─── DATA ───

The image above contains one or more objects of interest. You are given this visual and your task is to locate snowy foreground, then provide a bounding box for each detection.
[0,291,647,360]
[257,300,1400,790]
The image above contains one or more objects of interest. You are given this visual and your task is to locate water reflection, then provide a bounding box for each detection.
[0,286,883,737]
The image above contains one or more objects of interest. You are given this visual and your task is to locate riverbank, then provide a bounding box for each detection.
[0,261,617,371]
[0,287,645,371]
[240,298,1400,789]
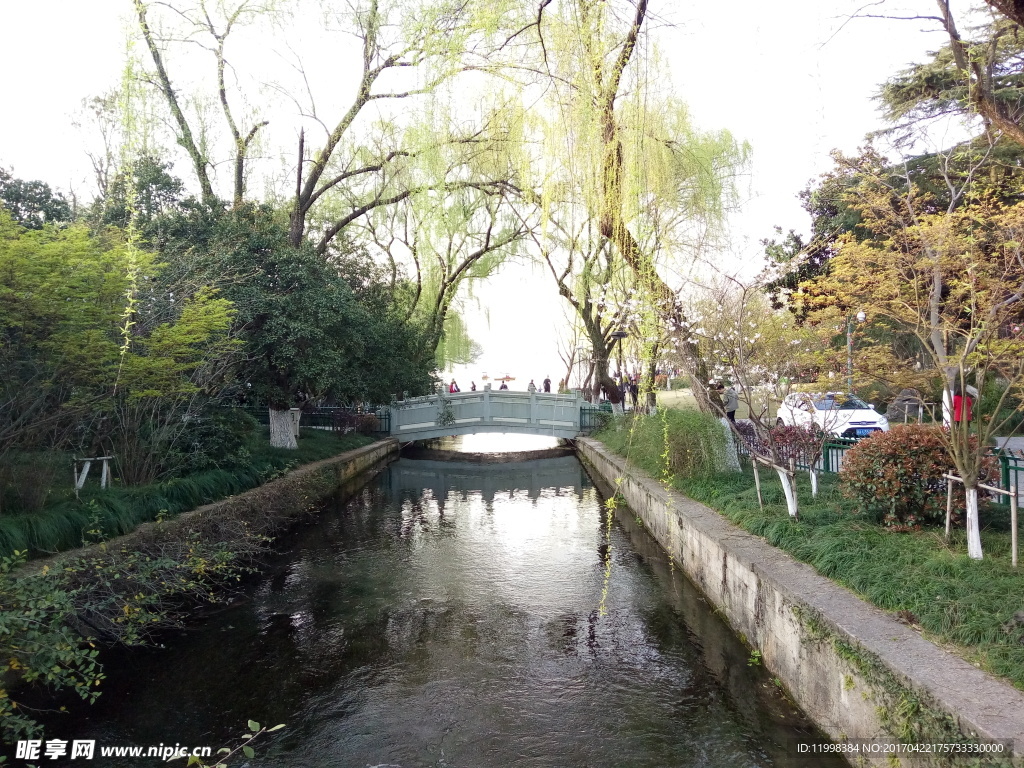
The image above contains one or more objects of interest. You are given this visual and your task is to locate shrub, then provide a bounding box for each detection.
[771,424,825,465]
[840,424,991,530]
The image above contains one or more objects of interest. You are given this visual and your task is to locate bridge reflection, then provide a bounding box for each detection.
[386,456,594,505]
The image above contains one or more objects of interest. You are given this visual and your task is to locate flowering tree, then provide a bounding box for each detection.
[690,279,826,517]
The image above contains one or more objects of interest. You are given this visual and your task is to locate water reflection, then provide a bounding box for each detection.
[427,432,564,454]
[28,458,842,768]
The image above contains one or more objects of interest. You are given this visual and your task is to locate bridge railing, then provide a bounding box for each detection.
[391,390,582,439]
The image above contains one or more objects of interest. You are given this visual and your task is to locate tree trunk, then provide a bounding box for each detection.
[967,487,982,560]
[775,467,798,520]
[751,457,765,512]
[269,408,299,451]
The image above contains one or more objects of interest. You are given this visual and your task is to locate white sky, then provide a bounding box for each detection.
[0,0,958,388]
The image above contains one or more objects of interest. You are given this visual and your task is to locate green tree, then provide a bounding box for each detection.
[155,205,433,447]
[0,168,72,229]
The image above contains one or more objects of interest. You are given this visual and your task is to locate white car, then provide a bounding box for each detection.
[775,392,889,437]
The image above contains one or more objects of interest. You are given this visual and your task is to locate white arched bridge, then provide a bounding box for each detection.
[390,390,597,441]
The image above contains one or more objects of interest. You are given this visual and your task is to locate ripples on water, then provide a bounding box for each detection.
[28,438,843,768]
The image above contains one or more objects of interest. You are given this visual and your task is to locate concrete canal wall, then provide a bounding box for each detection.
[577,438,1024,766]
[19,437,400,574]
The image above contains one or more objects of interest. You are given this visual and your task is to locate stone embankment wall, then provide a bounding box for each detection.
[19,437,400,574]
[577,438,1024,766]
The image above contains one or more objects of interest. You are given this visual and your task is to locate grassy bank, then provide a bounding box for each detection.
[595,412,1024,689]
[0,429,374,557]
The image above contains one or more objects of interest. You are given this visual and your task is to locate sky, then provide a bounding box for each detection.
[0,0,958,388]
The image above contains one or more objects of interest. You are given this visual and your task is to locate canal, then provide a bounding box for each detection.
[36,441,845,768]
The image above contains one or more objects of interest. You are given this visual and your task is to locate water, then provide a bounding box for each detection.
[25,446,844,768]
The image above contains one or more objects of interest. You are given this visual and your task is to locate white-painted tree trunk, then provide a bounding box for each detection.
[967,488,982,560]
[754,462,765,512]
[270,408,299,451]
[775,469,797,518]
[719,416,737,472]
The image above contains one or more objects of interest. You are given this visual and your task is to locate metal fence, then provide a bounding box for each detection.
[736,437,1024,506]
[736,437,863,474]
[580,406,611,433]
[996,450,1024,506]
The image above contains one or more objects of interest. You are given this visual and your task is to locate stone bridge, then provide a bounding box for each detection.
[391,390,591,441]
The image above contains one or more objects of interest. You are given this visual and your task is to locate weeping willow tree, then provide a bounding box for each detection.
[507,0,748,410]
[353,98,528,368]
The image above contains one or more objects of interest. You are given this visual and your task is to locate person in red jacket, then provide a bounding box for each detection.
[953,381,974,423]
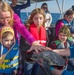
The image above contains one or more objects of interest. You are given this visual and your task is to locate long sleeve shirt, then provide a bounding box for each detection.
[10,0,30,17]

───
─── DATA ───

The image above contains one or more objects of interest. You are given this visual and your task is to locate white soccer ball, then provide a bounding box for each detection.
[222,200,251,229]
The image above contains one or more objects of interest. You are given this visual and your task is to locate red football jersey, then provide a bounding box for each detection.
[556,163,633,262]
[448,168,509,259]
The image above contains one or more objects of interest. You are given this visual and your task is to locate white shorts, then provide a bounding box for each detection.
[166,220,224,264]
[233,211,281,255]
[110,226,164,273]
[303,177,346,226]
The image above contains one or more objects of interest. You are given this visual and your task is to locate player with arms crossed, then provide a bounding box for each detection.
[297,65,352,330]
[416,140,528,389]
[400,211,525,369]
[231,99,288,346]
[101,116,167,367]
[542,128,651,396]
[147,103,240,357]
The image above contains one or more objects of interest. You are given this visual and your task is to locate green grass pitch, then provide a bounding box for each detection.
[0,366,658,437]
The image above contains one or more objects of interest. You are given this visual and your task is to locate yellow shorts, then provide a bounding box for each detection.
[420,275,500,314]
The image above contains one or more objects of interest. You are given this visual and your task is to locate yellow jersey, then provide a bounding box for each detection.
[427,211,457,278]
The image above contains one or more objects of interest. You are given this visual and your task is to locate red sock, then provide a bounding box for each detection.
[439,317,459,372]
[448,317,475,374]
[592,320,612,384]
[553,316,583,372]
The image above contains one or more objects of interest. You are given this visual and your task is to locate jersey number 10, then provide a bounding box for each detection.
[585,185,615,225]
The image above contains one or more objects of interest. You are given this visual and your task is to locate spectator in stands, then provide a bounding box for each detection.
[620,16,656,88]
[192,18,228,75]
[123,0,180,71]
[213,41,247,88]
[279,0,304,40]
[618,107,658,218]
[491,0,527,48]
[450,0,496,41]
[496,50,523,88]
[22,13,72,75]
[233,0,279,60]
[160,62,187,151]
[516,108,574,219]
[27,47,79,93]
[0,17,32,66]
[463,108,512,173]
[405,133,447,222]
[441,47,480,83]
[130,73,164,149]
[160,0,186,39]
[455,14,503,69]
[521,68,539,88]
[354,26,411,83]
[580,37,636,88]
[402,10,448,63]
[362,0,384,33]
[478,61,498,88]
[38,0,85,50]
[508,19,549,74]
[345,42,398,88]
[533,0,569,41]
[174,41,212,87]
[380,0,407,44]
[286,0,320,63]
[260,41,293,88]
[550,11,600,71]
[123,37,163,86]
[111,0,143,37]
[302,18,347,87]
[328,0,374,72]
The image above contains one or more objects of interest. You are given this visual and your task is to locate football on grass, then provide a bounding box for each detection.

───

Revise the records starting with the line with "locate riverbank, then" and going on through the line with "[840,424,991,530]", changing "shrub" to "bush" and keeping everything else the same. Return only those lines, leaving out the pictures.

(TASK RESULT):
The image above contains one or more objects of interest. You are given this visual and your task is to locate riverbank, then provide a bounding box for each detection.
[0,261,617,371]
[0,287,645,371]
[240,298,1400,789]
The image above contains one or more objects of interest. You are given this visual and your task is to locate bush, then provide a bounding box for each detection.
[771,424,825,465]
[840,424,991,530]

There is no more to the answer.